━━ Extracted text

There is a fine line separating the positive connections of social media from those that slowly deteriorate your mental well-being. These days, social media is so woven into the fabric of our daily lives that it has become increasingly difficult to balance along this line. From the euphoria that stems from a viral post to the anxiety that comes with an unanswered message, these digital platforms have a direct correlation with our mental health. However, the digital landscape continues to expand and we begin to rely more heavily on social media to keep us connected to the world around us. Within this complex digital experience it is important that we learn to balance this line to protect ourselves from the mental strain social media is capable of.
First, let’s explore the brightside this digital world has to offer. Before social media, our sense of connection and community was limited to the people present in our immediate lives. Those who we encountered day to day or those we consciously and constantly kept in touch with. While this may be desirably simple, what happened when good friends moved away or people you were once fond of fell out of touch? Often, you would rarely hear from them again. It is undeniable the wonders social media offers by keeping people connected and intertwined with their larger community. Platforms such as Facebook, Instagram, and Snapchat give us the opportunity to stay in touch with more people over a longer period of time. They also offer the opportunity for people to come back together and cultivate a sense of belonging even if they are not always present in each other's daily lives. These platforms give us the opportunity to find connection, support, and community at any given moment. This proves to be a powerful tool in bringing people together in positive ways.

━━━━
━━ Material provided

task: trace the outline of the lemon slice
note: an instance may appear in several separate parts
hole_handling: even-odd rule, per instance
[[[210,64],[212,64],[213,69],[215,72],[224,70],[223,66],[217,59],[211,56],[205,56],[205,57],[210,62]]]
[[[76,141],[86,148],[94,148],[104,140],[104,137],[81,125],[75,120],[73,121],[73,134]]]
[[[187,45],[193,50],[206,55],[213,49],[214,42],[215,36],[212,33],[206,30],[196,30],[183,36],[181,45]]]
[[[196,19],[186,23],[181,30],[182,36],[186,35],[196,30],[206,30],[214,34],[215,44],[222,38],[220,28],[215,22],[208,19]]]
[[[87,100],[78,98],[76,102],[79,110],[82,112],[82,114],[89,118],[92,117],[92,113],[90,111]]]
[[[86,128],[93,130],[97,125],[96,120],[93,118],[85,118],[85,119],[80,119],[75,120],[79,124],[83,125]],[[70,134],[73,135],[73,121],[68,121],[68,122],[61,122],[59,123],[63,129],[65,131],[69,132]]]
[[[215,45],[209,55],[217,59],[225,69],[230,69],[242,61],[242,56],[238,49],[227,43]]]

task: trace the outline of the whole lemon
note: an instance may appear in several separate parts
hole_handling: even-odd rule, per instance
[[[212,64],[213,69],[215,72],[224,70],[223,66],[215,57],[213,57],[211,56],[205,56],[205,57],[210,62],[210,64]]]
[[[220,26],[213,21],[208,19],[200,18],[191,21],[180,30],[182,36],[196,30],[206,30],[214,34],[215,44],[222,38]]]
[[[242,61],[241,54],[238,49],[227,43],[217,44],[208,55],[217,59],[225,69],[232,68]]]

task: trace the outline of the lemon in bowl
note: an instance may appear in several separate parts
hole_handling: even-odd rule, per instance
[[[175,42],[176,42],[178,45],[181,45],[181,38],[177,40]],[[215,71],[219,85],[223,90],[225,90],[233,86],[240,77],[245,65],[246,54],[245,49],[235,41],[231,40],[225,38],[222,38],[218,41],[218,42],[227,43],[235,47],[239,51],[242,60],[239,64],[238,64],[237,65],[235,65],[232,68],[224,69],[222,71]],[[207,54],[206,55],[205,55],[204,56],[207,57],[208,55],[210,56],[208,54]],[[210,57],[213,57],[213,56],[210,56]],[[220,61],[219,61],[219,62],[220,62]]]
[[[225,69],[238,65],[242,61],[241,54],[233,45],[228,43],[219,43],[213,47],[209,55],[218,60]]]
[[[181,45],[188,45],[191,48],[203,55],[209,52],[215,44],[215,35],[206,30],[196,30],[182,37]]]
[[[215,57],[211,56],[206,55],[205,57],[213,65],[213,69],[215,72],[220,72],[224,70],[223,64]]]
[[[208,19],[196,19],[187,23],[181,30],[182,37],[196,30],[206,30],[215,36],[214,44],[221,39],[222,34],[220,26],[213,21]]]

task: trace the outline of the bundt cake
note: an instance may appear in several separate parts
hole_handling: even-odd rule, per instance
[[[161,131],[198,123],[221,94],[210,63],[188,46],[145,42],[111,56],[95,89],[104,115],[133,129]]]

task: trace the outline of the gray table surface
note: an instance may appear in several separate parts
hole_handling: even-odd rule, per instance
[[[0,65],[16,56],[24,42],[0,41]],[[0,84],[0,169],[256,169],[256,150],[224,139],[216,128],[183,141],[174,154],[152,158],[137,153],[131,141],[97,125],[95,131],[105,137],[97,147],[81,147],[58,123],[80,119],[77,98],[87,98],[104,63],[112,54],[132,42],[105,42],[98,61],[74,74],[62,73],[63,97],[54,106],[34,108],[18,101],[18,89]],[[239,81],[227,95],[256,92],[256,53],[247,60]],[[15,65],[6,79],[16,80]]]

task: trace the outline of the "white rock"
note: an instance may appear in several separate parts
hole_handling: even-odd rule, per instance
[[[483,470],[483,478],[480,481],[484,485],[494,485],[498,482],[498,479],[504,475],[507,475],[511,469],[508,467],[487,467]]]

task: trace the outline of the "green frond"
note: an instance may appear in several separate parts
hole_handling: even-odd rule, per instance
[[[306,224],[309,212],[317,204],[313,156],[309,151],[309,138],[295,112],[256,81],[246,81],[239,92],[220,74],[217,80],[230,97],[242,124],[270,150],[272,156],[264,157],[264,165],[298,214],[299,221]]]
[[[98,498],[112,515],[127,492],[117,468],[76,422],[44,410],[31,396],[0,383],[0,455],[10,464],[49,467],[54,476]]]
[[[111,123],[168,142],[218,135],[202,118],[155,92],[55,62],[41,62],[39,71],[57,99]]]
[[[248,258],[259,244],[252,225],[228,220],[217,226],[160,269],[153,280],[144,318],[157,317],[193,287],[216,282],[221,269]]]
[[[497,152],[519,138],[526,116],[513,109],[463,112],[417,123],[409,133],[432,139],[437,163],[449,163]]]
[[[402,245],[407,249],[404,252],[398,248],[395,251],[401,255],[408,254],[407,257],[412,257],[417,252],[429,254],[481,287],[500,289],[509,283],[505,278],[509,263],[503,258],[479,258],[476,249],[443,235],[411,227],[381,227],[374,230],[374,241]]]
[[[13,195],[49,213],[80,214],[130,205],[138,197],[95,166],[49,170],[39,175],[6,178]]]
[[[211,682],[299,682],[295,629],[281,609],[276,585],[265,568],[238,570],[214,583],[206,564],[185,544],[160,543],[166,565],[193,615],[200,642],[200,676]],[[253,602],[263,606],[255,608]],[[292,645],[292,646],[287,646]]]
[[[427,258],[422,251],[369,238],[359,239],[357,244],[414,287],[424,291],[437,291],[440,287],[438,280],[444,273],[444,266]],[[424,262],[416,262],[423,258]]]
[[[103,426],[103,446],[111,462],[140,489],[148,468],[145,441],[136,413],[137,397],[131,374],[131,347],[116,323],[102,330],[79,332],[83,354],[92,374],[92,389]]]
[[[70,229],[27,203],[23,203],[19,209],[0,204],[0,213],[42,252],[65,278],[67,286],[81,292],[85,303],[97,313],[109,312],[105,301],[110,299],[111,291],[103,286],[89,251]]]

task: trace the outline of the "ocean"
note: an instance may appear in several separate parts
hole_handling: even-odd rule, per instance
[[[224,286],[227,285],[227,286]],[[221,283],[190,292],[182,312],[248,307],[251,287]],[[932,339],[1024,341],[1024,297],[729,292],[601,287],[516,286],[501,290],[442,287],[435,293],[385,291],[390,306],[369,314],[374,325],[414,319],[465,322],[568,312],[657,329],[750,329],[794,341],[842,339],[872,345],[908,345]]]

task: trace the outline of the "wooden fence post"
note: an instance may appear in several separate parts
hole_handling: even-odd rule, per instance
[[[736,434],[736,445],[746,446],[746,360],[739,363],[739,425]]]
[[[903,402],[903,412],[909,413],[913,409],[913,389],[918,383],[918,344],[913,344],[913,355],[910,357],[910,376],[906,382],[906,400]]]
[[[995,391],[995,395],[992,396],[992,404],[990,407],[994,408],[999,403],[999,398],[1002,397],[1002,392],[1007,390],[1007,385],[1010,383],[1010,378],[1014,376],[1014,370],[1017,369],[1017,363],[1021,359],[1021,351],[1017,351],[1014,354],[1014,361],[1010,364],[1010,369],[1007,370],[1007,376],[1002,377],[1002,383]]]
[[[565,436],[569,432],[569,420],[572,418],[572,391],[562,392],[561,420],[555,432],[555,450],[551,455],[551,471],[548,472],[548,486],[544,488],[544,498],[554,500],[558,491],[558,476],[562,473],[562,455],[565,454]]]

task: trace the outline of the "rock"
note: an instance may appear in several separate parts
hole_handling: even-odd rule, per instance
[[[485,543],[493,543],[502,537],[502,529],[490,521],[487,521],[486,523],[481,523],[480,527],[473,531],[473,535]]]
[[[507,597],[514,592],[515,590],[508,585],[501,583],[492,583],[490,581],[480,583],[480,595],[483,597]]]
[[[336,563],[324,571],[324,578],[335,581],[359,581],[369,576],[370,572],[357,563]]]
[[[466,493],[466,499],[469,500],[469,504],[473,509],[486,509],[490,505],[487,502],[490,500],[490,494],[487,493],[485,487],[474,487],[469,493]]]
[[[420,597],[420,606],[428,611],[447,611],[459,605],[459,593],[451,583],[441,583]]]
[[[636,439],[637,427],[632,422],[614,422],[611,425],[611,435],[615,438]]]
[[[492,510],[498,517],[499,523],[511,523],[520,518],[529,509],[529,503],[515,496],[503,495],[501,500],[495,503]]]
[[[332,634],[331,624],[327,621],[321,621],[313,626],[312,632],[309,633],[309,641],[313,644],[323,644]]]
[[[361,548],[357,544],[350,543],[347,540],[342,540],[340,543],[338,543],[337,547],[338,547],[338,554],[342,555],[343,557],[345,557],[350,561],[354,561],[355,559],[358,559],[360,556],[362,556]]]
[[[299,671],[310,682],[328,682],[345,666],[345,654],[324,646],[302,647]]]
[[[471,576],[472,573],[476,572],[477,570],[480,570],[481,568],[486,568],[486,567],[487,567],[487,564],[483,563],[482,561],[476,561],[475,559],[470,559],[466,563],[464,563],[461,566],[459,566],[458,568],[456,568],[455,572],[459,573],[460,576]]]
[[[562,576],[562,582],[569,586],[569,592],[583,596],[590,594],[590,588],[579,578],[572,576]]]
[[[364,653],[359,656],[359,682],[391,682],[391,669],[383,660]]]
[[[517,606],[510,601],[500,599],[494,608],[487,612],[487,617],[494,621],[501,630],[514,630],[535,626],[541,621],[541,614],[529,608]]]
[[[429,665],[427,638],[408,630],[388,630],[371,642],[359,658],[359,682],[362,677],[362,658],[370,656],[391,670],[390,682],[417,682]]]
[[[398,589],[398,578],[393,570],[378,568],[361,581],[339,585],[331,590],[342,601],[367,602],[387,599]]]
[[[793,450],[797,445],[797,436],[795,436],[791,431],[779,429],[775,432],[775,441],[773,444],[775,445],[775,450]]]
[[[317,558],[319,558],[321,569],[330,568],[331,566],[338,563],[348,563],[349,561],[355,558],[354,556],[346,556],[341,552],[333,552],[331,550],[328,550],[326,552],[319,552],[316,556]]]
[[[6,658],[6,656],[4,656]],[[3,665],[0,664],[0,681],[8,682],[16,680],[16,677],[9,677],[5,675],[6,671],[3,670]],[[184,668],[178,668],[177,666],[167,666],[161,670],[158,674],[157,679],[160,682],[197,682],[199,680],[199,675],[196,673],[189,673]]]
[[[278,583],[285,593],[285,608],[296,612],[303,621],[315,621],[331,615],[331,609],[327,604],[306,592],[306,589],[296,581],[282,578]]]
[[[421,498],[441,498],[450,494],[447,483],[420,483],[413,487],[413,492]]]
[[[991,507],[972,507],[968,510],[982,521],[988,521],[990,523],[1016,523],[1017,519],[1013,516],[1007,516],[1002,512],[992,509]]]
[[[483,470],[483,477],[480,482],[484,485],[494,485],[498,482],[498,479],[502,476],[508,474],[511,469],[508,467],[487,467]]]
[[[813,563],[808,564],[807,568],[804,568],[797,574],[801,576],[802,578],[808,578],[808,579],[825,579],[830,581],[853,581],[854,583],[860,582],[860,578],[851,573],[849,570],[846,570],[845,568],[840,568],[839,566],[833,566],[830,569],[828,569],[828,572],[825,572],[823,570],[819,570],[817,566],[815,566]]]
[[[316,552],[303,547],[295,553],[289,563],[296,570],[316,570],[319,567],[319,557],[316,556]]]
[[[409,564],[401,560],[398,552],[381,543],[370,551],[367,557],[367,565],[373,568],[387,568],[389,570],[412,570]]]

━━━━

> **Work to complete**:
[a] In the text on social media and mental health, why has it become increasingly difficult to balance along the line between social media's positive connections and its harm to mental well-being? Answer in one to three sentences.
[b] Answer these questions from the text on social media and mental health:
(i) Which two feelings does the text give as examples of how these platforms affect our mental health?
(ii) Before social media, who did our sense of connection and community include?
(iii) Which platforms does the text name as ways to stay in touch with more people?

> **Answers given**:
[a] It has become harder because social media is now so woven into the fabric of our daily lives. As the digital landscape keeps expanding, we also rely more heavily on social media to stay connected to the world around us.

[b]
(i) The euphoria that comes from a viral post and the anxiety that comes with an unanswered message.
(ii) It was limited to the people present in our immediate lives.
(iii) Facebook, Instagram, and Snapchat.